On these March days, we celebrate the third anniversary of a landmark event in the modern history of Russia, which received the poetic name of the Crimean Spring.
The proclamation in March 2014 of the independence of the Republic of Crimea and its unification with the Russian Federation were a legitimate exercise of the right of the people of Crimea to self-determination following an armed coup in Ukraine and the mayhem wreaked by radical national forces that did not hesitate to use terror and intimidation on both political opponents and the population of entire regions of that country.
In these circumstances, on March 17, 2014, the Supreme Council of the Republic of Crimea, based on the results of the general referendum in Crimea on March 16, decided to proclaim Crimea an independent sovereign state, the Republic of Crimea. On March 18, the Republic of Crimea signed an international treaty to join the Russian Federation. As a result, the Russian Federation gained two new constituent entities, the Republic of Crimea and the federal city of Sevastopol.
The future has proved the legitimacy of the decision to reunite with Russia taken by Crimeans three years ago. The legality and validity of this exercise of the right to self-determination are on graphic display today, in light of the disgraceful bloody campaign waged by the Kiev regime against its own people. Extrapolating Ukrainian political realities of recent years to Crimea, it is easy to imagine what would have happened to the peninsula had it remained part of Ukraine. It is even easier to imagine if we recall the deplorable outcome of the twenty-odd years in which Crimea was part of the Ukrainian state.
Today, the task of ensuring sustainable socioeconomic development of Crimea continues to be a top priority. Over the past three years, extensive work has been done to establish and integrate the region into the Russian Federation. Active work is underway to build new and upgrade old infrastructure; a bridge is being built across the Kerch Strait; the construction of the Tavrida Motorway has begun, which will connect the Kerch Bridge to Sevastopol, crossing the peninsula from east to west. The Free Economic Zone with its preferential regime in the sphere of land relations, construction, and special terms for entrepreneurial activity creates a wide range of opportunities for investors in Crimea.
There is a trend toward economic growth, including through developing the energy and recreation sectors, and expanded housing construction. Industrial output is higher and unemployment is lower than the average for Russia. These are important economic and social development indicators. With regard to Crimea, this includes jobs and good salaries for the Crimeans, and innovative products made by local enterprises. All of these changes have taken place amid the sanctions imposed on the peninsula by Western countries, as well as unending provocations on the part of Ukraine, including attempted water and energy blockades and severing air, sea, passenger rail and mail services.

--------------------------------

Required tasks
1. Set down word for word the part of the text on Crimea running from "The proclamation in" down to "of that country.".
2. According to the text on Crimea, which two new constituent entities did the Russian Federation gain?

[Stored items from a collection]

--------------------------------

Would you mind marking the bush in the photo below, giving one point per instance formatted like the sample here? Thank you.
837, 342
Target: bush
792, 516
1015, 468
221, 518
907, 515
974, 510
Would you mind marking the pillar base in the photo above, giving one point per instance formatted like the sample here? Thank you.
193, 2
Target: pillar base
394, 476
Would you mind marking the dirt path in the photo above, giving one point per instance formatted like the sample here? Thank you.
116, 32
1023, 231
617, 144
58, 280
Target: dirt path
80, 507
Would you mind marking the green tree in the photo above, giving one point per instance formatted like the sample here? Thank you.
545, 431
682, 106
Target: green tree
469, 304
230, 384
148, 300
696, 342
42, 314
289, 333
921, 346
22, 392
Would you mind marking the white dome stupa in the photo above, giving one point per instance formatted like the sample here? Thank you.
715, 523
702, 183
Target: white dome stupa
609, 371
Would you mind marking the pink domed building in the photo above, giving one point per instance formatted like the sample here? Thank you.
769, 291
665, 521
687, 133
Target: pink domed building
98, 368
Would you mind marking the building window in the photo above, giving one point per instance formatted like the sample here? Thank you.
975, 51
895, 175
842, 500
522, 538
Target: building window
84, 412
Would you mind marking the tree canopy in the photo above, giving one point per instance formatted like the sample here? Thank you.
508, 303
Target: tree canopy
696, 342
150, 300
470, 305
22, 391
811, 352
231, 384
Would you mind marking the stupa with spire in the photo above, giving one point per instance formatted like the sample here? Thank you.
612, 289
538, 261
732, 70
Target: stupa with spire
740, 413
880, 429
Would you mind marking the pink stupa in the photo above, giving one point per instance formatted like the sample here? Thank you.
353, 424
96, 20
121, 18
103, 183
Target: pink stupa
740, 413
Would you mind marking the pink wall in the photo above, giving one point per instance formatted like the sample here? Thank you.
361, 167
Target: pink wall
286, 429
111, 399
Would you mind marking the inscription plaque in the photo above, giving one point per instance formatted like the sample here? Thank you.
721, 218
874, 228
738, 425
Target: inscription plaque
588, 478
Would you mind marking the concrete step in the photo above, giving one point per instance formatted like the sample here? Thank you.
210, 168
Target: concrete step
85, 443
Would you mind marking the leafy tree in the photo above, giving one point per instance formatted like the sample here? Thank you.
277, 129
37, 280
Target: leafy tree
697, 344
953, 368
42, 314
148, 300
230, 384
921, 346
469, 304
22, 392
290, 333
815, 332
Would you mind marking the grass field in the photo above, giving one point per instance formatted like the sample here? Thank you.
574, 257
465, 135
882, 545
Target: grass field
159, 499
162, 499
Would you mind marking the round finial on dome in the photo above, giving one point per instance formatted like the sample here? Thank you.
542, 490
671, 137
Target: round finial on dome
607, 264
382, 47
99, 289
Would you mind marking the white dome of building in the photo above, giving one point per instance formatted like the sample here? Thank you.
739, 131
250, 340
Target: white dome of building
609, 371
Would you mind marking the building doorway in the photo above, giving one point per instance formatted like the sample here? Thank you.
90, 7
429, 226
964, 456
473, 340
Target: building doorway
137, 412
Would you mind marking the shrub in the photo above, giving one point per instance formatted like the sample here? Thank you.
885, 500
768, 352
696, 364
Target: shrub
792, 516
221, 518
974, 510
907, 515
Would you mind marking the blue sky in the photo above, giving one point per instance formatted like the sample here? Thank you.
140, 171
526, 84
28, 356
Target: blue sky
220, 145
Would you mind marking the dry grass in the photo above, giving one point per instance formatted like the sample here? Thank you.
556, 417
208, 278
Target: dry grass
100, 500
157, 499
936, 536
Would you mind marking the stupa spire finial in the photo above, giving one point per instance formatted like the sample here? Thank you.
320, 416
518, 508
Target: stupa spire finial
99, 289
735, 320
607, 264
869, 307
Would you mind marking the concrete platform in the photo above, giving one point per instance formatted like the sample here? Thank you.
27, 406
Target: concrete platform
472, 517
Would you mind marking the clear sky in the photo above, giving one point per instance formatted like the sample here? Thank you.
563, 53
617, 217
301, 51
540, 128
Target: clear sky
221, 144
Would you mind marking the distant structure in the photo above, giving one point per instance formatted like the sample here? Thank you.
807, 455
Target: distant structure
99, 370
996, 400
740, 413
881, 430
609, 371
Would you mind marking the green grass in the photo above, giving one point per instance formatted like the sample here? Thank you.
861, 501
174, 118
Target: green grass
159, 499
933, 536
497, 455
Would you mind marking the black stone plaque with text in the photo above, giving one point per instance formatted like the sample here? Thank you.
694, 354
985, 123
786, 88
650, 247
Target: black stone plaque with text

--------------------------------

Expected responses
1.
The proclamation in March 2014 of the independence of the Republic of Crimea and its unification with the Russian Federation were a legitimate exercise of the right of the people of Crimea to self-determination following an armed coup in Ukraine and the mayhem wreaked by radical national forces that did not hesitate to use terror and intimidation on both political opponents and the population of entire regions of that country.

2. The Republic of Crimea and the federal city of Sevastopol.